───── The input

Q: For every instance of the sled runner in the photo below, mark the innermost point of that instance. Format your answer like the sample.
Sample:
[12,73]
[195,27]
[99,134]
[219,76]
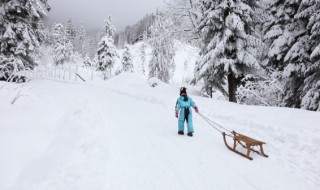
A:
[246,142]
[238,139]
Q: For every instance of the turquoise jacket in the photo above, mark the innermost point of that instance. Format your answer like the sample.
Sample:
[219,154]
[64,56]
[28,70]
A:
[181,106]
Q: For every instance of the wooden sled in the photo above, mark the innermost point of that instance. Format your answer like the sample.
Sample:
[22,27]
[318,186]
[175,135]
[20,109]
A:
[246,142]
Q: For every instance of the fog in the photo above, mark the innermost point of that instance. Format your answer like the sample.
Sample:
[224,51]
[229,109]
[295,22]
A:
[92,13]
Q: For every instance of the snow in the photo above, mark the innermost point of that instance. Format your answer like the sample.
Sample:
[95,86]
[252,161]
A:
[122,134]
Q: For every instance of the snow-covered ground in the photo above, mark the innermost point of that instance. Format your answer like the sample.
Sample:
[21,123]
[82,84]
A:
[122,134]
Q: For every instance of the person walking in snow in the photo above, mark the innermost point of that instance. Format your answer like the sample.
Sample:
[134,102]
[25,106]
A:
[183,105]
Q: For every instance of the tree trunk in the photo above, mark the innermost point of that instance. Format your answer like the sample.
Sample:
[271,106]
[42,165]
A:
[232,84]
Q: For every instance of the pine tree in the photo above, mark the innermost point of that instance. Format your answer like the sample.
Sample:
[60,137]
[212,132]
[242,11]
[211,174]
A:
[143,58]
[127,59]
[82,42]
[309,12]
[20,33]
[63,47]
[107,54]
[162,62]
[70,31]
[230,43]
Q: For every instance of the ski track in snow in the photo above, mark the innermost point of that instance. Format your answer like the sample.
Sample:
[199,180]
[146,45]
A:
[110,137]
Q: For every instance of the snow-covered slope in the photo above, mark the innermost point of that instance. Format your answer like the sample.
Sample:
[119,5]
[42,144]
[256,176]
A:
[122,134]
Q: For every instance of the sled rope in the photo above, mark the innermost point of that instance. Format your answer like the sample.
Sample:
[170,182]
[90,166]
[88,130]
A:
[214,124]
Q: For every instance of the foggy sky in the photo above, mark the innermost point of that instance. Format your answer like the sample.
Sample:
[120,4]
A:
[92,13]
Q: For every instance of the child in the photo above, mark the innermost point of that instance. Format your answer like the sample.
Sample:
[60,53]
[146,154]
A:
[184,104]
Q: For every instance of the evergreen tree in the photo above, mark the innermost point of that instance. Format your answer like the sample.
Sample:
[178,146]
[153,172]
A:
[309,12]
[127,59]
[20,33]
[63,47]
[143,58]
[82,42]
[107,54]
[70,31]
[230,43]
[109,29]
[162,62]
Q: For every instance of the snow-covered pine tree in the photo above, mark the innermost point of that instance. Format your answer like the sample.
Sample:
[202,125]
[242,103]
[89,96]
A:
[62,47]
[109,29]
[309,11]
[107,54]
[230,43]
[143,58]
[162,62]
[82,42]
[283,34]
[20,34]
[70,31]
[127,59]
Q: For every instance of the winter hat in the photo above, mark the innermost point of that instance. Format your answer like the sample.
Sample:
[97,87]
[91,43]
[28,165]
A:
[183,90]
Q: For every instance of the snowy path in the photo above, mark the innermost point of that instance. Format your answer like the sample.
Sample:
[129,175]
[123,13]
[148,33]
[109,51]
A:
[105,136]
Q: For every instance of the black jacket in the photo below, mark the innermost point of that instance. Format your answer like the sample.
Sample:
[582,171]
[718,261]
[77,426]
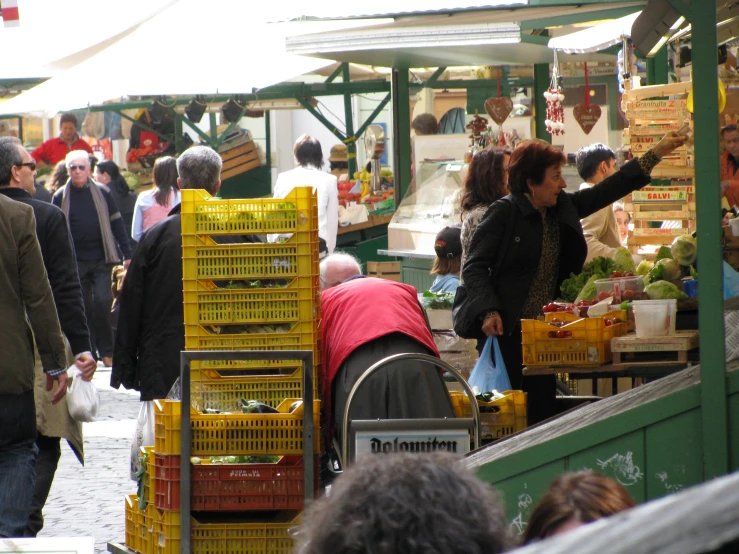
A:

──────────
───── The input

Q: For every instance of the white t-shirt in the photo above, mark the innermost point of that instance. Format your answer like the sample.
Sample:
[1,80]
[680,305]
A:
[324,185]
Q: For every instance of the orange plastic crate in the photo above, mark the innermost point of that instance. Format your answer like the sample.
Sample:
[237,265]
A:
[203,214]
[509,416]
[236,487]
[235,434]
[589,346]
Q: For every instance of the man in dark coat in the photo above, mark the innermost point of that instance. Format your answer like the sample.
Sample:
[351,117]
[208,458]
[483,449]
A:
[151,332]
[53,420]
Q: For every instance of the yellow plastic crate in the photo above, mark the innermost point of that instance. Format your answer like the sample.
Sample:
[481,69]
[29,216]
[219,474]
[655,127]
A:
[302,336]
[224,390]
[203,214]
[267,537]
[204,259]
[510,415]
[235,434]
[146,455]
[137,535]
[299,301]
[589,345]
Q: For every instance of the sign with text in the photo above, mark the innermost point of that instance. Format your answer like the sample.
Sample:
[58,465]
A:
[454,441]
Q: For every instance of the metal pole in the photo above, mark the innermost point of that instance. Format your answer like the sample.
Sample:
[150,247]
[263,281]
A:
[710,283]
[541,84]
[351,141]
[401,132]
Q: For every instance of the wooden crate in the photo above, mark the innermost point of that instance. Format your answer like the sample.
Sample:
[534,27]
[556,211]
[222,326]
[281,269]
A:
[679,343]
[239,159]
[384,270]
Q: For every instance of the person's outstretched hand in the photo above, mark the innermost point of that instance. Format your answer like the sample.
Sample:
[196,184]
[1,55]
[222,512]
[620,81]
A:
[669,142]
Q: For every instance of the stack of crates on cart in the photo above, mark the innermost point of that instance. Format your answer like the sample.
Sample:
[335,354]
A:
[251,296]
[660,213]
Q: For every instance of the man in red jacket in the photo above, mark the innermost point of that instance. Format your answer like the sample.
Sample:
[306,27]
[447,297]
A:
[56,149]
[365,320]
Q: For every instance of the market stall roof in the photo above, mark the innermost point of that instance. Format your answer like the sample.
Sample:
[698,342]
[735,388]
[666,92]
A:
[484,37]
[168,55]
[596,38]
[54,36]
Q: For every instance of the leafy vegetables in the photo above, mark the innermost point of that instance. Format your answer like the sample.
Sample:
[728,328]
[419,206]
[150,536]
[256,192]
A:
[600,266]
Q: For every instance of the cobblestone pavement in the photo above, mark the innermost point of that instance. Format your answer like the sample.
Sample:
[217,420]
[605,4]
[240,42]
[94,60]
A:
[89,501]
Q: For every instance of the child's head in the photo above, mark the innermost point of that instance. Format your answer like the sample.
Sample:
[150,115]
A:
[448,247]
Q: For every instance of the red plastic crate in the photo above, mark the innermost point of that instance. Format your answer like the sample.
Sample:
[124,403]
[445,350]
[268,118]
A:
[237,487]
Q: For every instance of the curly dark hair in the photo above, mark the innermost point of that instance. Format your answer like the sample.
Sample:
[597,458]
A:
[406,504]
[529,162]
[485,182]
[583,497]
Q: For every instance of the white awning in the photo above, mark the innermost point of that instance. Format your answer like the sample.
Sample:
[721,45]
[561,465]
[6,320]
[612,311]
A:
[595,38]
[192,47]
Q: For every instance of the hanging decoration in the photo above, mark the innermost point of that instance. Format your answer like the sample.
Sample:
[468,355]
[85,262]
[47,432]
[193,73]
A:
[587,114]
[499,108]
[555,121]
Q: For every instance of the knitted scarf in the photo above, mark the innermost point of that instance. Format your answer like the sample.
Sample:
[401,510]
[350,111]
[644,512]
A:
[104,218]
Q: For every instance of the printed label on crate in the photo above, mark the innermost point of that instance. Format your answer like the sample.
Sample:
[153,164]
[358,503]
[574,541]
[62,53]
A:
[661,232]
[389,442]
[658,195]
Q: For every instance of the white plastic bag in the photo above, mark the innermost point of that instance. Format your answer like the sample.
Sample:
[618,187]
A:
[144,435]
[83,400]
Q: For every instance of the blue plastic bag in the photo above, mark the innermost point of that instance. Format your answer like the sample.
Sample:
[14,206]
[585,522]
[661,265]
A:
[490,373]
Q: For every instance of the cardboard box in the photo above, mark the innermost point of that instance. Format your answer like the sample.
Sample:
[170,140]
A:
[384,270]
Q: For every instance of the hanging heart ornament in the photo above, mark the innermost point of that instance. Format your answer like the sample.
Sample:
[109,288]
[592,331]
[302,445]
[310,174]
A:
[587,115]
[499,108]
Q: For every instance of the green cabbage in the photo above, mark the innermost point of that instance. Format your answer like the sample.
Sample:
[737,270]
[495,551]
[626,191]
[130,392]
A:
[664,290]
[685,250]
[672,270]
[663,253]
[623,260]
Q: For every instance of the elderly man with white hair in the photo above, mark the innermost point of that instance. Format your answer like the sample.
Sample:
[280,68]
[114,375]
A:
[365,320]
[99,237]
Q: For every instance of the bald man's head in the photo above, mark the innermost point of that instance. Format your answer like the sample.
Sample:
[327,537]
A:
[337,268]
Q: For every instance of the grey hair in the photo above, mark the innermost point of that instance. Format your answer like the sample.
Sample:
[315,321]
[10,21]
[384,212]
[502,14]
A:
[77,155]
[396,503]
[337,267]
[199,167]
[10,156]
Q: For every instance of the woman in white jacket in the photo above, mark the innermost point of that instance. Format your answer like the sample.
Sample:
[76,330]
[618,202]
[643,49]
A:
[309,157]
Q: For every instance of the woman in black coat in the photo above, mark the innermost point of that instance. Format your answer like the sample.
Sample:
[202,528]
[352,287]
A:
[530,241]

──────────
───── The input

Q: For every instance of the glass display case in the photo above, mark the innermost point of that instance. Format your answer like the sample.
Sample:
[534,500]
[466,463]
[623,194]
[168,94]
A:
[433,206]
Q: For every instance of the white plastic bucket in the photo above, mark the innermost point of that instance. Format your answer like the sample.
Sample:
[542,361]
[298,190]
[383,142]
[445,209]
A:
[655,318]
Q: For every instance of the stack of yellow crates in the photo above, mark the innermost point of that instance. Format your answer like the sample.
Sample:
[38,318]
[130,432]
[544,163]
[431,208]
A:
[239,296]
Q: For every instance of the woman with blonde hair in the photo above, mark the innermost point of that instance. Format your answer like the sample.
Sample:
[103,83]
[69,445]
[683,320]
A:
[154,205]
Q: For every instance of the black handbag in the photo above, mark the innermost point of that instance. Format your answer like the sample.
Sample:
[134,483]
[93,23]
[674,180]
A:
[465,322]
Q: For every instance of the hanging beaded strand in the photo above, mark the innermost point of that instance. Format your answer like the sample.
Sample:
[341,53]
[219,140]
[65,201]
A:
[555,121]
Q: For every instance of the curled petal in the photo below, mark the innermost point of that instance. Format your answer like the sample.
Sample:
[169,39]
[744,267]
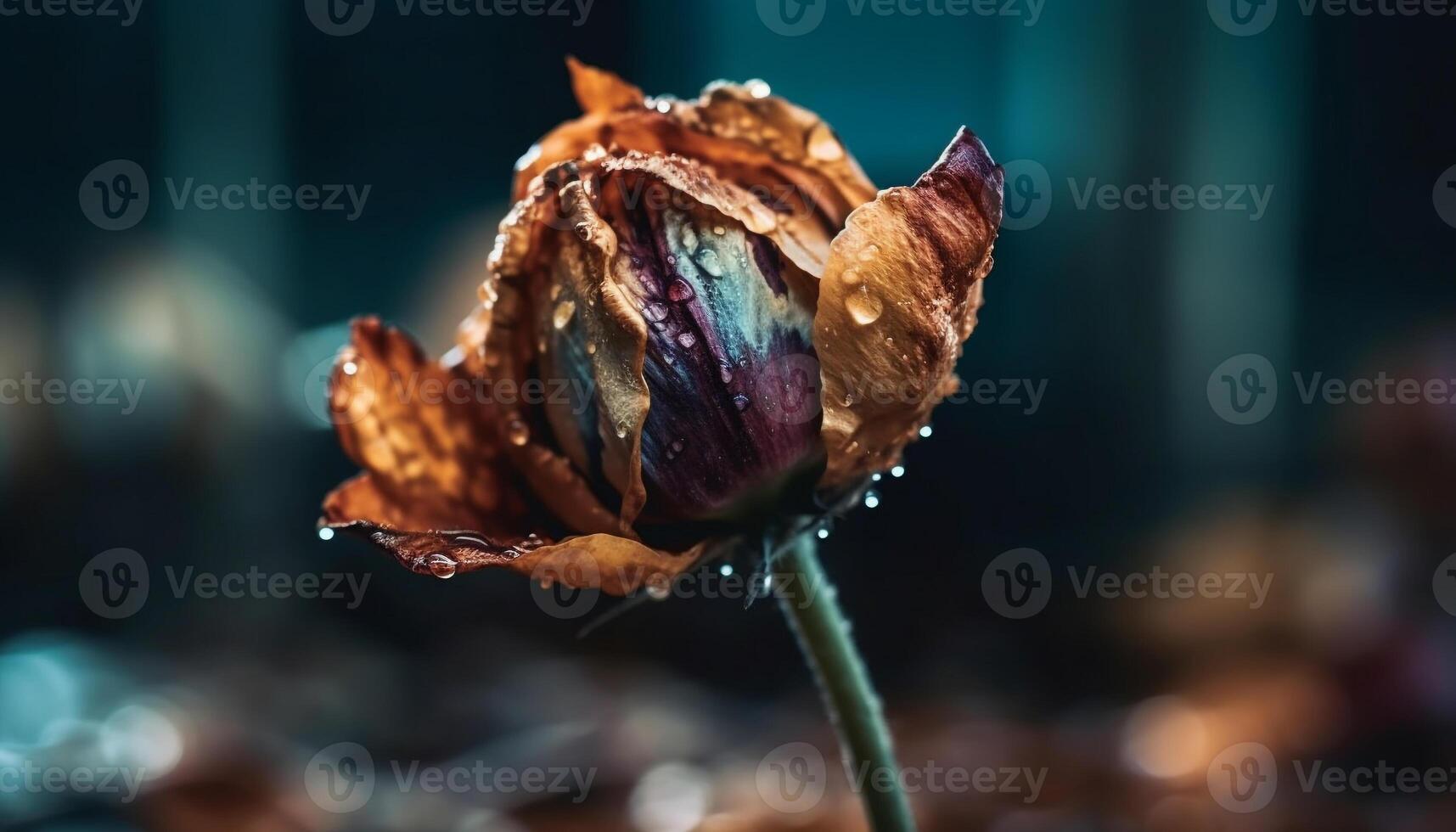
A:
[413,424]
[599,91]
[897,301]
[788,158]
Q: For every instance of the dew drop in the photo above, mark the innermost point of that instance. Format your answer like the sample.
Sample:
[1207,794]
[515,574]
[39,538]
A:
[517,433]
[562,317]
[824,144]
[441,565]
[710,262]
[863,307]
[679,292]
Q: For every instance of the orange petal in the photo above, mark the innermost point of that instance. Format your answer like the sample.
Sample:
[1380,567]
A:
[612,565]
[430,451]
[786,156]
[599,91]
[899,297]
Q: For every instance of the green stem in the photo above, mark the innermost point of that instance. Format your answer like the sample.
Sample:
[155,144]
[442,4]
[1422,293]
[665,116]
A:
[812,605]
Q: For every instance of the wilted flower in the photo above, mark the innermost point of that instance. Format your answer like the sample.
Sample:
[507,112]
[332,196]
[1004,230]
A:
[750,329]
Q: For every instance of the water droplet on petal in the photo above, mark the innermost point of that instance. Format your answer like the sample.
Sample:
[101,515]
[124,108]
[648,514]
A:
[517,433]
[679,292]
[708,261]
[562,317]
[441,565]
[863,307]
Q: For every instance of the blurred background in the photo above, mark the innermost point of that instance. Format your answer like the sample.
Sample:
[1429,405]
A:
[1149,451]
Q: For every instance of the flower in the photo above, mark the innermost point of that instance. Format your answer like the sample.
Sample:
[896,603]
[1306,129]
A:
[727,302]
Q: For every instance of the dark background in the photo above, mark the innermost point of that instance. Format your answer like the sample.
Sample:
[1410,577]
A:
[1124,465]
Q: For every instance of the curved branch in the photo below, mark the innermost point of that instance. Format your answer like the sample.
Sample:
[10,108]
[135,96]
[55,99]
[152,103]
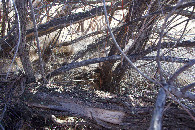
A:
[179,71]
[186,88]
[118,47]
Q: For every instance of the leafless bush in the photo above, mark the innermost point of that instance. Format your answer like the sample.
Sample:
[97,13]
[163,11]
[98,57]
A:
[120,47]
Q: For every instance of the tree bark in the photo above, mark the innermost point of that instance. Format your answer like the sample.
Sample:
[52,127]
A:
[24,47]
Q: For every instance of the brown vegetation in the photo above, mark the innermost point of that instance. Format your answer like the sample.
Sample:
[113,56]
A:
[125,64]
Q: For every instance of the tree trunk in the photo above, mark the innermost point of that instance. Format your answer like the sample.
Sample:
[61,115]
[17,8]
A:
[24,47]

──────────

Task for the records above: copy every line in which the word "yellow" occurs.

» **Result of the exercise**:
Q: For every instance of the yellow plastic crate in the photo above, mark the innermost point of that instance. Format your answer like the sample.
Q: For every instance of the stack of yellow crates in the photo above, mark the innermost point of that instance. Format your answer like the sample.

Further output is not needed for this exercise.